Task input below:

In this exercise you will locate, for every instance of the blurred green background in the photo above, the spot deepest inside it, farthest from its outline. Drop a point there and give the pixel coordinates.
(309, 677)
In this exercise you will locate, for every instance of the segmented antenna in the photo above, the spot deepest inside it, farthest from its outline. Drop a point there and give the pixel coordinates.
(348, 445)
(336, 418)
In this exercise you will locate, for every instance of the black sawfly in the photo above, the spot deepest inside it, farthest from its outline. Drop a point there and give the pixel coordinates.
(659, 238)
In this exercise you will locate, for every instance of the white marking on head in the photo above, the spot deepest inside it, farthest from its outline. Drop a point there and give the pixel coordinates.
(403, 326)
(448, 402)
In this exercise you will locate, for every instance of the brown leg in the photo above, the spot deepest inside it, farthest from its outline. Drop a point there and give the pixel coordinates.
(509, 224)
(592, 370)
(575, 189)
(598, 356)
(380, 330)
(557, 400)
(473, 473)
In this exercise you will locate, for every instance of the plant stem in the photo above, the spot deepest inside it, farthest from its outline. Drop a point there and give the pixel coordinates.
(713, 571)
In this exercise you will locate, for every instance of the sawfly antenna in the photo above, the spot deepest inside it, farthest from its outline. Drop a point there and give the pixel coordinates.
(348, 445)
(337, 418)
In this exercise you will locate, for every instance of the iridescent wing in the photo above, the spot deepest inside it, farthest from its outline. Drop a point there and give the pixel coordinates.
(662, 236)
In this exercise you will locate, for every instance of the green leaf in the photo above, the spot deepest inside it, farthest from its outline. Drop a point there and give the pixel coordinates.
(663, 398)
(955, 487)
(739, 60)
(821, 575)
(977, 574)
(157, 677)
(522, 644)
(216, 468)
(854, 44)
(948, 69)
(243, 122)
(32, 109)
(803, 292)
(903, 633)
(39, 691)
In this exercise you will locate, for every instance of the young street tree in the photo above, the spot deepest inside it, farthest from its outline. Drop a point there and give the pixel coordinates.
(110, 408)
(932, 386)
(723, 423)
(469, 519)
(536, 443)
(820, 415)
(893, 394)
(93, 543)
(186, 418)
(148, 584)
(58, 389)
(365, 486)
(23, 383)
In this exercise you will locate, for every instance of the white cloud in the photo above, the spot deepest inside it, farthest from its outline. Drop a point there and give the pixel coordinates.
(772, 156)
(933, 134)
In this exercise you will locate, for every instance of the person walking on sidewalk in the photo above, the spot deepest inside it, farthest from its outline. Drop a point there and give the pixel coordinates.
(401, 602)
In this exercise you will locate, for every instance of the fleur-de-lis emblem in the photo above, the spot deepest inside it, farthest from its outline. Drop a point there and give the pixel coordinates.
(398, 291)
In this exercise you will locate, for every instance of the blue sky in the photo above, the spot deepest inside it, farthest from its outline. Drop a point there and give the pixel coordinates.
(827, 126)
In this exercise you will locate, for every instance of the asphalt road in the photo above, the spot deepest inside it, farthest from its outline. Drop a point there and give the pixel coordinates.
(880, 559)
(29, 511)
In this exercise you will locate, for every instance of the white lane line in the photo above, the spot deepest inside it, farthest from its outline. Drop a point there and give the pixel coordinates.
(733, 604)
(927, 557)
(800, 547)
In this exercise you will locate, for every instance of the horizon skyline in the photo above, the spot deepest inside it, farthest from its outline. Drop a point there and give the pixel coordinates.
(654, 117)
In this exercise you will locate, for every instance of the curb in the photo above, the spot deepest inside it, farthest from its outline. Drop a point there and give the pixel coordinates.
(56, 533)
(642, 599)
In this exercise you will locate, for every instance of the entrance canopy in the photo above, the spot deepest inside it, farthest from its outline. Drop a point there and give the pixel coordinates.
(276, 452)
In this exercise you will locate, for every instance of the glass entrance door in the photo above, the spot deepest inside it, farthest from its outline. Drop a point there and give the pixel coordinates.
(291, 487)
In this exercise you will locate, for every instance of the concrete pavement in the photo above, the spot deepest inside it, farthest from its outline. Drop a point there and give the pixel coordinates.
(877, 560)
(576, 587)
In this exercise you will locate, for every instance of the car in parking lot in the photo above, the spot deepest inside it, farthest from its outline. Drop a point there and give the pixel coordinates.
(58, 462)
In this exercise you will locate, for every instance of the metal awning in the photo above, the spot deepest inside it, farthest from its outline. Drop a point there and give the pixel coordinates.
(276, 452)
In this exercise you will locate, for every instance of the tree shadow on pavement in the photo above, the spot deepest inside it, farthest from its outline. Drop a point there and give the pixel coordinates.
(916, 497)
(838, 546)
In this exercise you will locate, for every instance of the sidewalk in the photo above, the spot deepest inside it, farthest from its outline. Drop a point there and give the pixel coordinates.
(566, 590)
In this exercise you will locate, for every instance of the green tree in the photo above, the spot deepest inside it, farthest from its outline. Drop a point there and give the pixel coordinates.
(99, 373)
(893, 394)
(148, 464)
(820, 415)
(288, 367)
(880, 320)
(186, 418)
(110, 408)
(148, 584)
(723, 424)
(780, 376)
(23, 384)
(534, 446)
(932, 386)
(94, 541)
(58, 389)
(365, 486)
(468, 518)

End of Task input.

Your objective: Every entry must be duplicated exactly as it stands.

Task solution:
In this exercise you will locate, for every instance of the blurred green background in the photo above, the spot deepest inside it, farthest from its outline. Drop a point there and give the pixel coordinates.
(309, 677)
In this exercise you will locate, for every instance of the segmented antenna in the photo above, the spot deepest inside it, farthest from its outline. Drop a point there and give the pixel coordinates.
(348, 445)
(336, 418)
In this exercise you will locate, for every instance of the black sawfly in the photo above, the spot deepest inside it, farthest from its outline. Drop a point there and give the pixel coordinates.
(659, 238)
In this exercise you will locate, for every instance of the white marking on head in the photo above, the spot deepest inside it, farthest from its outline. Drop a point there and give the pixel coordinates.
(403, 326)
(448, 402)
In this exercise you will locate, for every instance of the brown leg in the photo above, the spot deepest inside it, farthest from its outline. Drop a point there and give the pixel coordinates.
(509, 224)
(592, 370)
(575, 189)
(598, 356)
(380, 330)
(557, 400)
(473, 473)
In this exercise you will locate, for every instance of the plant stem in the photo above, the spot deepest inside it, farthest from its outline. Drop a point there and give the pixel coordinates.
(713, 571)
In this exercise you will locate, for every instance of the sawfly antenna in the photo above, the spot deepest inside it, farthest from its outline. Drop a point there and give the pixel coordinates.
(348, 445)
(337, 418)
In this exercise you will locate, for every instance of the iridescent wing in the photo above, the spot deepest inside it, farthest from its outline. Drop a point there and give the pixel coordinates.
(662, 236)
In this exercise you will locate, for every instance of the green leaf in the photo above, the spot deepest inside it, farthest from its outline. Drop a point there and give the pixel coordinates.
(663, 398)
(955, 487)
(739, 60)
(821, 575)
(977, 574)
(157, 677)
(522, 644)
(216, 468)
(854, 44)
(948, 69)
(243, 122)
(32, 109)
(803, 292)
(903, 633)
(39, 691)
In this exercise you will locate, for every instance of the young street tree in the photo above, the spot deepest inside it, farthest from its outline. Drop a point there and give the pixel coordinates.
(110, 408)
(932, 386)
(723, 423)
(469, 519)
(536, 443)
(820, 415)
(893, 394)
(93, 543)
(186, 418)
(148, 584)
(58, 389)
(365, 486)
(23, 383)
In this exercise you will locate, for every instance of the white cloud in the photo above, the spot deepest inside it, farthest from its outline. Drop a point there and give the pixel coordinates.
(772, 156)
(933, 134)
In this exercise you will locate, for every instance of the person walking on sidewalk in the photo above, the spot deepest inside it, farthest from its outline. Drop a point there and give the pixel coordinates.
(401, 602)
In this exercise you will locate, for every instance of the fleur-de-lis emblem in the photo above, the spot deepest inside it, farthest from its outline. Drop a point there and give the pixel coordinates.
(398, 291)
In this exercise you will locate, for every instance of the blue sky in the photo above, the spot deepest inside it, farthest from its outline. Drop a point there and give the pixel coordinates.
(827, 126)
In this exercise you will locate, for every instance of the asphalt road in the photo above, the spot deepest inside it, farthest from its outline. Drop a point there and give the pixel coordinates.
(880, 559)
(29, 511)
In this exercise you will locate, for every instance of the white lane line in the photo above, the spot deepest inside it, farthest from its outline. Drop a point there and give the pixel coordinates.
(733, 604)
(927, 557)
(800, 547)
In this exercise you will locate, for every instance of the horizon skyline in the photo above, the spot deepest inside it, farthest from its outline. Drop a point there and give the pixel coordinates.
(654, 117)
In this exercise you will locate, for every instance of the curb in the photo above, the spot deepest inside it, farthest from its outline. Drop a point there and give the pixel coordinates.
(56, 533)
(642, 599)
In this exercise you will locate, for every instance of the entrance canopy in the photo above, the spot deepest inside it, farthest from its outline. Drop a point there and give the pixel coordinates.
(276, 452)
In this exercise you will locate, for every instance of the glass entrance door in the photo above, the spot deepest inside it, farthest from its outline. Drop a point there and give the pixel coordinates.
(291, 487)
In this exercise you will locate, for every instance of the concrete pavement in the photo above, the spot deepest inside it, farthest from its outline. Drop a point there and give the pixel coordinates.
(877, 560)
(576, 587)
In this exercise you will locate, for every instance of the car in parking lot in the photo above, the spot deepest inside it, farthest from its outline. Drop a point there and give the pixel coordinates.
(58, 462)
In this exercise you will locate, for every instance of the metal awning in the photo above, the spot deepest inside it, farthest from its outline. Drop a point there and give the pixel coordinates.
(276, 452)
In this exercise you will locate, for every instance of the tree shadow on pavement in the photo above, the spot deepest inside it, farthest from its outline. Drop a point there and give the pixel coordinates.
(916, 497)
(838, 546)
In this exercise you will locate, for every instance of the sidewalk in the photo above, the spot deepest inside it, farthest from its outline. Drop a point there and give the pixel coordinates.
(566, 590)
In this exercise you will locate, for every instance of the green tree in the photo above, the spot deepest inside it, farthest from its outline. Drop a point there and give the pixel coordinates.
(99, 373)
(893, 394)
(148, 464)
(820, 415)
(288, 367)
(880, 320)
(186, 418)
(110, 408)
(148, 584)
(723, 424)
(780, 376)
(23, 384)
(534, 446)
(932, 386)
(94, 541)
(58, 389)
(365, 486)
(468, 518)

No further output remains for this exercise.